(Stored items from a collection)
=====
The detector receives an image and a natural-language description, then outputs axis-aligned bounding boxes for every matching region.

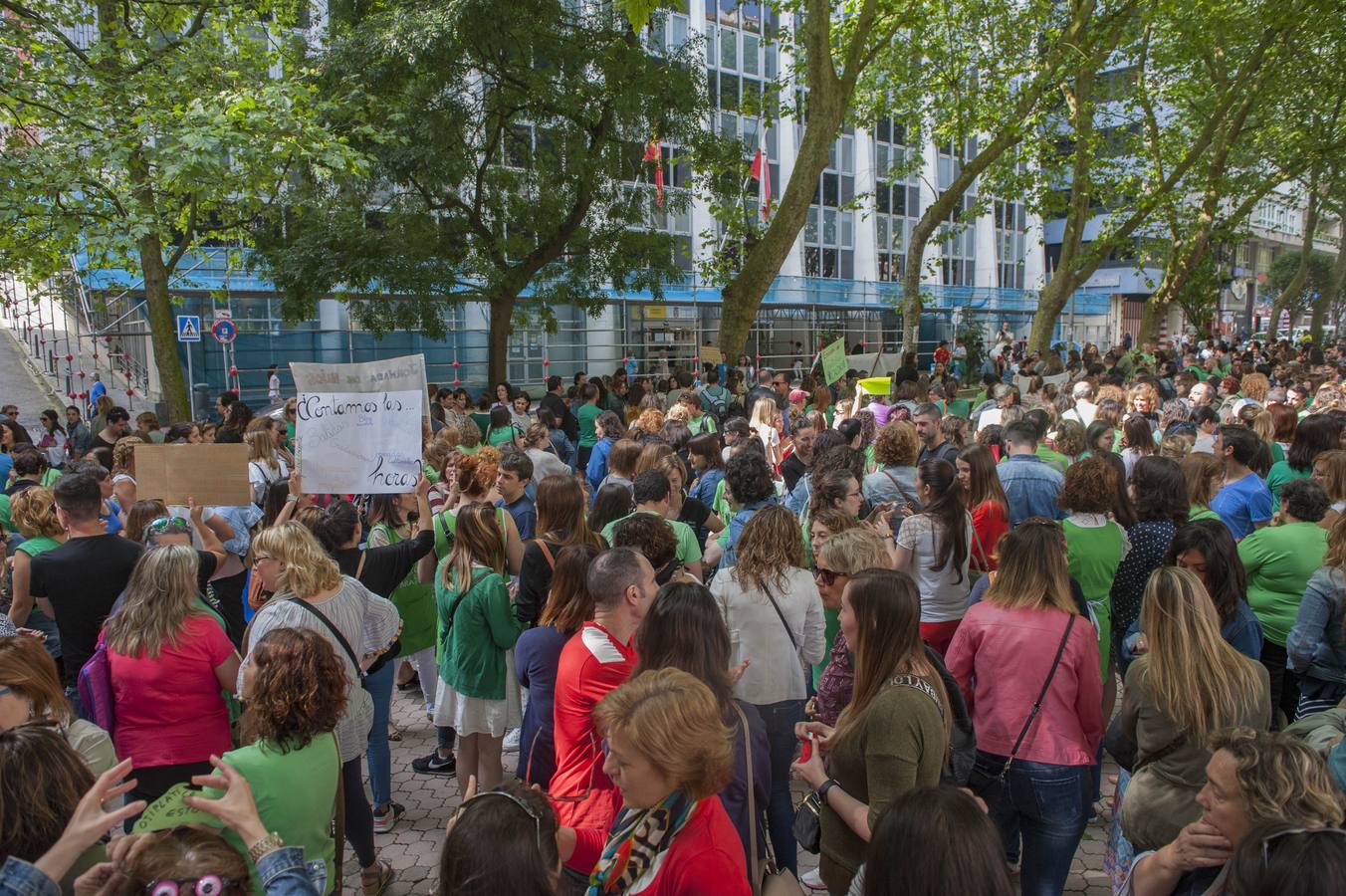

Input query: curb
[0,319,69,413]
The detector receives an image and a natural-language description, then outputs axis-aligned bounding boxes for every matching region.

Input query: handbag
[968,613,1075,808]
[734,702,803,896]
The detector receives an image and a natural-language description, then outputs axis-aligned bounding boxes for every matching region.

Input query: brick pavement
[345,680,1116,896]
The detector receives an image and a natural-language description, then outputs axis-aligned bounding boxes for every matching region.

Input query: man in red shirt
[551,548,658,876]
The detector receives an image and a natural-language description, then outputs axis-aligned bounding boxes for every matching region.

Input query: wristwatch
[248,828,284,865]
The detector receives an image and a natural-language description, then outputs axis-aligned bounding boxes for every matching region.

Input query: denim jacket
[1285,566,1346,682]
[0,846,328,896]
[996,455,1066,528]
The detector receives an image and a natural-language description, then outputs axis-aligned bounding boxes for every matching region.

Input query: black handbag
[968,613,1075,808]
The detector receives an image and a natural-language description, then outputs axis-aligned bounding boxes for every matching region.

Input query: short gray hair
[585,548,643,609]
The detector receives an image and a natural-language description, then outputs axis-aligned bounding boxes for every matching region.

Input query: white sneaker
[799,868,827,893]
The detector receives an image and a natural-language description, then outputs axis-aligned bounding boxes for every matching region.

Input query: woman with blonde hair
[792,567,952,896]
[435,503,525,795]
[711,505,826,872]
[749,398,781,470]
[561,669,753,896]
[244,428,290,505]
[1108,566,1270,851]
[948,516,1104,893]
[8,486,66,645]
[1178,451,1228,520]
[103,545,240,803]
[240,522,401,896]
[1285,517,1346,719]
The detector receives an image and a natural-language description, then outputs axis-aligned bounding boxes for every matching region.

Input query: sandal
[359,861,397,896]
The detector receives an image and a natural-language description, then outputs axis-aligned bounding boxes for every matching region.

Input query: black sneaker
[412,750,458,775]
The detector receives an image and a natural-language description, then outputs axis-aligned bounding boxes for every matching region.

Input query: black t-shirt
[28,536,144,688]
[781,453,809,495]
[334,529,435,597]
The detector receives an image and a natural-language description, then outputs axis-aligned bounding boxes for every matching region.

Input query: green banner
[819,339,846,386]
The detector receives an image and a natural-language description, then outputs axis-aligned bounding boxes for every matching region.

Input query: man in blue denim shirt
[996,420,1066,528]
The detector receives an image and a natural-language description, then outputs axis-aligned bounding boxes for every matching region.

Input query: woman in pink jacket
[948,517,1104,896]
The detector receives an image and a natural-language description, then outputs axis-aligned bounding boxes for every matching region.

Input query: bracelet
[248,831,286,865]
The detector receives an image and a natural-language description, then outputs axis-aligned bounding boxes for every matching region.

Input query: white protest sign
[295,389,425,495]
[290,355,429,414]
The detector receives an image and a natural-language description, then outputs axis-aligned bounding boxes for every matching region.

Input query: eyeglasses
[813,566,849,588]
[144,874,248,896]
[1262,827,1346,868]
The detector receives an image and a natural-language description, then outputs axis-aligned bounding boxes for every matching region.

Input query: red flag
[641,137,664,208]
[753,149,772,221]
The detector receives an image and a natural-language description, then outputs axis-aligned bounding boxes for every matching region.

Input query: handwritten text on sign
[295,390,424,495]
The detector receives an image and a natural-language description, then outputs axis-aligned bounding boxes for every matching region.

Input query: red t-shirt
[572,796,753,896]
[108,613,234,769]
[972,501,1010,571]
[551,621,635,870]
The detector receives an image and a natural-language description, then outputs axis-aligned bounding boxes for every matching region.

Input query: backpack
[76,632,117,735]
[701,386,730,424]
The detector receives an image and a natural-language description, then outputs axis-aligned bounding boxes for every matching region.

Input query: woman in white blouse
[711,505,826,870]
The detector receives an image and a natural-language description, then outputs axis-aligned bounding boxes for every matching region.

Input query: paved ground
[357,680,1116,896]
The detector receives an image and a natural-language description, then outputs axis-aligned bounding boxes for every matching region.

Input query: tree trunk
[138,233,191,422]
[486,295,517,387]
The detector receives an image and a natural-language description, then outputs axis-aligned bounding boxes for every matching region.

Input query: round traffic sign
[210,319,238,344]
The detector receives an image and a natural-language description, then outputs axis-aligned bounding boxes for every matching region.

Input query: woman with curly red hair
[223,628,345,884]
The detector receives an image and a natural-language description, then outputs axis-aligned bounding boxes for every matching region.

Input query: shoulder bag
=====
## DIRECTIONS FOR THIS TASK:
Can you express every line of the listing above as a numbered list, skipping blank lines and leaving the pictures out?

## WRITTEN SOLUTION:
1. The detector receives an image and a natural-language description, then outputs axis-aligned bounding boxes for every matching region.
2. Input query: curb
3. [0,319,69,413]
4. The detector receives an image and a natural-language description, then outputs axis-aligned bounding boxes for every matching region.
5. Input query: handbag
6. [968,613,1075,808]
7. [734,702,803,896]
8. The detector receives an image and a natural-language description, then outputs axis-aligned bounding boxes for every matching region.
9. Input query: brick pavement
10. [345,680,1116,896]
11. The detector receives an image and a natural-language description, then outputs axis-aligned bounding boxes for every matching region.
12. Input query: man in red shirt
13. [551,548,658,876]
14. The detector receives an image and a natural-language description, then outputs axis-aligned bounding boxes for every matching region.
15. Input query: wristwatch
16. [248,828,284,865]
17. The detector receives an image and a natural-language description, then outputs axis-aligned bounding boxes for every matching region.
18. Input query: denim jacket
19. [1285,566,1346,682]
20. [0,846,328,896]
21. [996,455,1066,528]
22. The detector receives an image and a natural-language description, then outputs axis-aligned bounding boxes for every matching region.
23. Input query: black handbag
24. [968,613,1075,808]
25. The detector receives an image and a natural-language description, then outputs axis-aligned bounding boxes for every matching region.
26. Input query: short gray hair
27. [585,548,643,609]
28. The detector receives an image and a natural-language description, then outputs axis-aligned bounding boxes for every matching region.
29. Input query: white sneaker
30. [799,868,827,893]
31. The detector receives an image and a natural-language description, then outputs axis-aligned bounding boxes for every matching region.
32. Input query: woman with blonde hair
33. [792,567,952,896]
34. [435,503,525,795]
35. [711,505,826,872]
36. [749,398,781,470]
37. [561,669,753,896]
38. [244,428,290,505]
39. [1108,566,1270,851]
40. [948,516,1104,893]
41. [8,486,66,645]
42. [1178,451,1228,520]
43. [103,545,240,803]
44. [240,522,401,896]
45. [1285,517,1346,719]
46. The detector receives an image and a natural-language description, then outputs axis-aligned bounding boxes for every matching region.
47. Input query: sandal
48. [359,861,397,896]
49. The detector receives an image and a natural-language description, then outputs axis-aligned bounding boxes for every matching region.
50. Input query: black sneaker
51. [412,750,458,775]
52. The detector receives an image and a natural-language description, then outputs axis-aligned bounding boxes for every matching region.
53. Input query: black t-shirt
54. [28,536,144,688]
55. [781,453,809,495]
56. [334,529,435,597]
57. The detector receives an image and a natural-language description, then outputs axis-aligned bounding boxes for every matching region.
58. Input query: green banner
59. [819,339,846,386]
60. The detector receives an image and a natural-language description, then outputs axis-aligned bounding boxes for every matching region.
61. Input query: man in blue denim shirt
62. [996,420,1066,528]
63. The detector receives an image and a natural-language description, then outputs axis-aligned bounding boxes for every matching region.
64. Input query: woman in pink jacket
65. [948,517,1104,896]
66. The detector receives an image and a natural-language description, then outputs axis-aligned bounding boxes for every matching region.
67. Input query: bracelet
68. [248,831,286,865]
69. The detector receives an image and a natural-language description, then outputs axis-aligned bounding boxes for every matching region.
70. Input query: white protest sign
71. [295,389,425,495]
72. [290,355,429,414]
73. The detector receives an image and a natural-language description, then outputs axis-aligned bounding boxes for every matching region.
74. Input query: eyeglasses
75. [813,566,849,588]
76. [144,874,248,896]
77. [1262,827,1346,868]
78. The detector receives an image and a natural-language description, then outputs axis-aligned bounding boxes for every matching region.
79. Input query: red flag
80. [641,137,664,208]
81. [753,149,772,221]
82. The detector receives an image and a natural-language description, then outputs axis-aligned bounding boxes for every matching region.
83. Input query: handwritten text on sign
84. [295,390,424,495]
85. The detector receives an image and a natural-language description, then outputs axis-aligned bounding boxes for every matching region.
86. Input query: red t-shirt
87. [572,796,753,896]
88. [108,613,234,769]
89. [972,501,1010,571]
90. [551,621,635,870]
91. The detector receives an image and a natural-language description, then outputs axis-aligned bounding boxes for every matching region.
92. Input query: backpack
93. [76,632,117,735]
94. [701,386,730,424]
95. The detector receives an image and a natural-language description, then outputs axis-aligned bounding boxes for every matching region.
96. Input query: woman in white blouse
97. [711,505,826,870]
98. The detector receives an image and a natural-language description, then outputs axis-aligned bounding boxes for every matching region.
99. Input query: paved ground
100. [357,680,1116,896]
101. The detector receives an image and a natural-language description, then outputs axis-aligned bounding boxes for every matching region.
102. Input query: tree trunk
103. [138,233,191,422]
104. [486,295,517,387]
105. The detector receives an image and a natural-language description, then outputs axis-aligned bounding boxes for every matching region.
106. Input query: round traffic sign
107. [210,319,238,344]
108. The detector receives an image and a natural-language description, then outputs axis-aligned bounding boxes for every matching region.
109. Input query: woman with curly red hair
110. [223,628,345,884]
111. The detector receives an image and a natural-language description, then outputs axis-aligned bounding boxes for every matching region.
112. Input query: shoulder bag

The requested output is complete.